> **Problem requirements**
Collect every line in the entries below that contains the word "bridge", copying each such line in full. Treat case as significant.

* BEGIN Records for this task *

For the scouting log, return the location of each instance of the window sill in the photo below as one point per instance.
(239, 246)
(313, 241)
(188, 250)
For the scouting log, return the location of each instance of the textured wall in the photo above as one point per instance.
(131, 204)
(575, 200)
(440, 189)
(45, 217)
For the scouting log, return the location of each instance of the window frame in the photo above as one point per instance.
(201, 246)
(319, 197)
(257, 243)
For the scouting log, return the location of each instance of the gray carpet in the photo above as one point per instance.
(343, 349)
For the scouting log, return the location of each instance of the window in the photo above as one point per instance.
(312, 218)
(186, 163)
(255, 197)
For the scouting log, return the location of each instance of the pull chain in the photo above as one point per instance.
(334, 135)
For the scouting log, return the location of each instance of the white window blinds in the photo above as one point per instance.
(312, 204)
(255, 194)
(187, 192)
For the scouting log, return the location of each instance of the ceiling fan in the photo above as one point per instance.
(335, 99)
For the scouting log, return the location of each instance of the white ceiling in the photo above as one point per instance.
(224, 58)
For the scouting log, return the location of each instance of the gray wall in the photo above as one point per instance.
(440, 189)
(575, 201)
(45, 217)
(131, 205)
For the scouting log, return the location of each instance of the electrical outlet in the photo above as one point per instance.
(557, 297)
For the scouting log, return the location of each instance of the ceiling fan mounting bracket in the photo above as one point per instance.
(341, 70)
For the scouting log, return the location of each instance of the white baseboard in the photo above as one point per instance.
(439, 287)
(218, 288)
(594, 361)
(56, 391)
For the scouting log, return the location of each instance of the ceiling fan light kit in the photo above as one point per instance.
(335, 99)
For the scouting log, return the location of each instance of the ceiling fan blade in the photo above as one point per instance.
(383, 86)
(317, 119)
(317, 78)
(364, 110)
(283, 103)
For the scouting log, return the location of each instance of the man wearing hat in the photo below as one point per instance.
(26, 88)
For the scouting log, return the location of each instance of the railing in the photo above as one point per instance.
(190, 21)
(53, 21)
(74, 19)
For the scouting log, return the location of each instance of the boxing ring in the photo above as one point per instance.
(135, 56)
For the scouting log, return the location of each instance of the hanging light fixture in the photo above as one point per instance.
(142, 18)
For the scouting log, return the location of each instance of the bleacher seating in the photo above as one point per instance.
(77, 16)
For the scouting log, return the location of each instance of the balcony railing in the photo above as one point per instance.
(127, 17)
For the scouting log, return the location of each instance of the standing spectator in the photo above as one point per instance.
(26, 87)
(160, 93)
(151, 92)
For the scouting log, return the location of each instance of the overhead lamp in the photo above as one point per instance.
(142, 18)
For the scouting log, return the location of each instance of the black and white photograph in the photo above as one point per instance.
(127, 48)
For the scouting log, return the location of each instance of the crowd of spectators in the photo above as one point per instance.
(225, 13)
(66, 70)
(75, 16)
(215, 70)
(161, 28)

* END Records for this task *
* BEGIN Records for this task *

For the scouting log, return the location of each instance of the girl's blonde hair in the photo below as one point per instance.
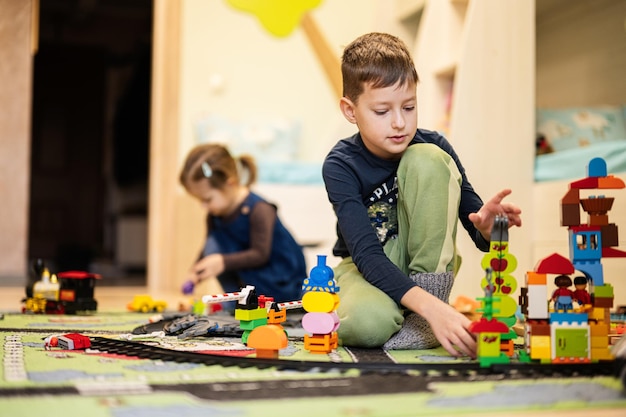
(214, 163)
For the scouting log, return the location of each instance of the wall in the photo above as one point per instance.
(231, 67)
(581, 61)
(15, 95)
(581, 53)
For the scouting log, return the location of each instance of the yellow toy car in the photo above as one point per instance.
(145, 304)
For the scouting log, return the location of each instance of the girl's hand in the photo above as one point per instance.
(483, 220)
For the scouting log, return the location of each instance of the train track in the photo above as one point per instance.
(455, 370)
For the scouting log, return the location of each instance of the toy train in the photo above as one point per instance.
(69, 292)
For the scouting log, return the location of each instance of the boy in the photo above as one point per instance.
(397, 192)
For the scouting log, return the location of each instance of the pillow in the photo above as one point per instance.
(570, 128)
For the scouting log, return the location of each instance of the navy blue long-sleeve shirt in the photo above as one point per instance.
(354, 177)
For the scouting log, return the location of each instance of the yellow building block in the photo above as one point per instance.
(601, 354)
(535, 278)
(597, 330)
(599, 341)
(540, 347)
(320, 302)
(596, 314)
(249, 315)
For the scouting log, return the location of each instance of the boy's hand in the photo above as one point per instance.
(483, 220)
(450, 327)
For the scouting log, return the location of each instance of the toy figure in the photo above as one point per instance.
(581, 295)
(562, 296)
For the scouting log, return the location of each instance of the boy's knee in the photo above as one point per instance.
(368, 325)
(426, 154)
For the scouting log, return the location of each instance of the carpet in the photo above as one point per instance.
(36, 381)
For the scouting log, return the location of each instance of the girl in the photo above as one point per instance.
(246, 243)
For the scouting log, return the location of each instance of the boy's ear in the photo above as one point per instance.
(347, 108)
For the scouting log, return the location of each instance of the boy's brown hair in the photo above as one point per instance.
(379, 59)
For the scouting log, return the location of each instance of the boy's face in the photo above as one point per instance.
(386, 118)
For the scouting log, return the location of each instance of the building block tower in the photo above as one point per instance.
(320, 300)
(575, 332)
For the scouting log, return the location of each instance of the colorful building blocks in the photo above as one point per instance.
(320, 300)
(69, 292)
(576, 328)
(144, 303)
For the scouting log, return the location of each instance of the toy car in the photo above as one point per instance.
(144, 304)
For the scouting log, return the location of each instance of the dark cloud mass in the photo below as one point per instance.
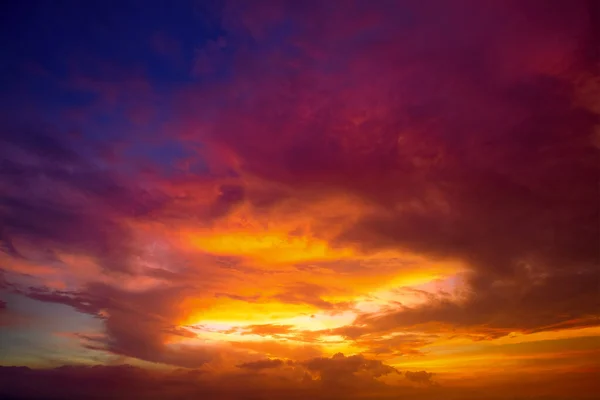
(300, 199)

* END Records for this task *
* BEGIN Records for this task *

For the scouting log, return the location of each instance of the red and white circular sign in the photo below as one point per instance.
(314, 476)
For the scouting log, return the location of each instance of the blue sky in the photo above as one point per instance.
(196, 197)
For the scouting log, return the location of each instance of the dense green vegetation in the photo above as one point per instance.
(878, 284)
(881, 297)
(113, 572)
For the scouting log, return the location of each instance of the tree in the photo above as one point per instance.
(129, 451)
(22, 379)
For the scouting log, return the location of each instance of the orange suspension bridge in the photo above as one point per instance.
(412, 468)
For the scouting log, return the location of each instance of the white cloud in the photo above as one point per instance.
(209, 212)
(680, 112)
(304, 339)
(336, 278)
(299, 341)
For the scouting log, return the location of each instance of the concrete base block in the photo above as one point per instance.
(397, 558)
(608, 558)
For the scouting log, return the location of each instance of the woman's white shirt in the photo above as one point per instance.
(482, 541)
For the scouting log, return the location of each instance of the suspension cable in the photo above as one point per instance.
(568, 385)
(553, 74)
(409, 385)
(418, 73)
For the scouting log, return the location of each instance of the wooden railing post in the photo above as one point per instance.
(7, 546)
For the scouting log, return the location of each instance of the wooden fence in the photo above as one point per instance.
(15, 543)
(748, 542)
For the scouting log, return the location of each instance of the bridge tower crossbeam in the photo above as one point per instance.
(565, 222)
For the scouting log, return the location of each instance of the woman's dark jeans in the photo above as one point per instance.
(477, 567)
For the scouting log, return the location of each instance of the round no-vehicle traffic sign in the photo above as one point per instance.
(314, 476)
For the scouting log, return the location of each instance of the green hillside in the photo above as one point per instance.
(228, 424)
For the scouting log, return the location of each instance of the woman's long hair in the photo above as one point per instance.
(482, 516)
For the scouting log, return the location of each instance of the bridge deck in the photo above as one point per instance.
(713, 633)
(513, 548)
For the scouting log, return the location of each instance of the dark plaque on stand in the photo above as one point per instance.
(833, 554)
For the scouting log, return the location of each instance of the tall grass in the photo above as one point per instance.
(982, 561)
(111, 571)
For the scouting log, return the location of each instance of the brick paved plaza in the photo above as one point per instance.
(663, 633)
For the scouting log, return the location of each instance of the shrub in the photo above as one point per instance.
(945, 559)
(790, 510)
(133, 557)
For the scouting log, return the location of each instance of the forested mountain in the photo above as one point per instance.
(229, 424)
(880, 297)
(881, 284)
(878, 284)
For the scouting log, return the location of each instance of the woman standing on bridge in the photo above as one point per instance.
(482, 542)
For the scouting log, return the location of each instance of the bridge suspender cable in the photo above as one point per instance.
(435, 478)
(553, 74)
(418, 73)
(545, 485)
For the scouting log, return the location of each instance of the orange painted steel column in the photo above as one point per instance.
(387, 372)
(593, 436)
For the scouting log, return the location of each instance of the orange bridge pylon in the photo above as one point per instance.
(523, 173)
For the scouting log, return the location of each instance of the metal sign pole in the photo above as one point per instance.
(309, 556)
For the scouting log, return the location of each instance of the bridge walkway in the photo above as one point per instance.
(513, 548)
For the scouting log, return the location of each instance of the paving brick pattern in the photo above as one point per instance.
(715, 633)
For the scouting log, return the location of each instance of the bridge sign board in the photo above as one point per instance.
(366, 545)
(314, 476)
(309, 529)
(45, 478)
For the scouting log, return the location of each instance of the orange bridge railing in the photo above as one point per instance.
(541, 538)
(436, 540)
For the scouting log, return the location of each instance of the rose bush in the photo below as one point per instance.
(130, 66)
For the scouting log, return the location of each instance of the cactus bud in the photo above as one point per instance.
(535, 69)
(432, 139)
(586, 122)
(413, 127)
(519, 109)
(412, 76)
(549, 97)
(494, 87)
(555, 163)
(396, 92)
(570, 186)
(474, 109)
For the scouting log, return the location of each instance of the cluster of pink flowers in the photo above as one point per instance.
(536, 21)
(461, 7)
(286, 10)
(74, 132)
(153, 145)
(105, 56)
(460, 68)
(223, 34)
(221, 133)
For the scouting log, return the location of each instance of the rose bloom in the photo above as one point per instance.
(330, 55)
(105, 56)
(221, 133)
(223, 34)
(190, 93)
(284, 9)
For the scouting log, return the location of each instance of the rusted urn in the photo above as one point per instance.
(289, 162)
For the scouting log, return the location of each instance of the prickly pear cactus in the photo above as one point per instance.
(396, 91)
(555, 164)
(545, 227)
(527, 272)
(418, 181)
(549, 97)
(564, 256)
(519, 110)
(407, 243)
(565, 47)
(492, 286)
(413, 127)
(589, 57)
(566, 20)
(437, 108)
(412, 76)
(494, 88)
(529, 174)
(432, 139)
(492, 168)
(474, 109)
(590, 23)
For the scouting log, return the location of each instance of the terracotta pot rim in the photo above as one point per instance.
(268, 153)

* END Records for this task *

> **Solution for this task**
For the scouting log, return the location of each instance of the orange suspension bridge in the photo above as one point per instance.
For the scouting log, return the location of each instance of the bridge tower crossbeam in the photo above as one point per instance.
For the scouting log, return the location of each instance of the bridge deck in the photo above as one point per instance.
For the scouting log, return the location of each instance of the woman standing on bridge in the photo above as one point per instance.
For the scouting log, return the location of each instance of the bridge suspender cable in the photo above as one point per instance.
For the scouting log, return the location of each instance of the orange bridge pylon in the photo above as one point per instance.
For the scouting log, return the location of each instance of the bridge walkway in the photo above as one point per instance.
For the scouting log, return the location of each instance of the bridge sign board in the photo above as one point per instance.
For the scouting log, return the location of each instance of the orange bridge railing in the photo above as one point per instance.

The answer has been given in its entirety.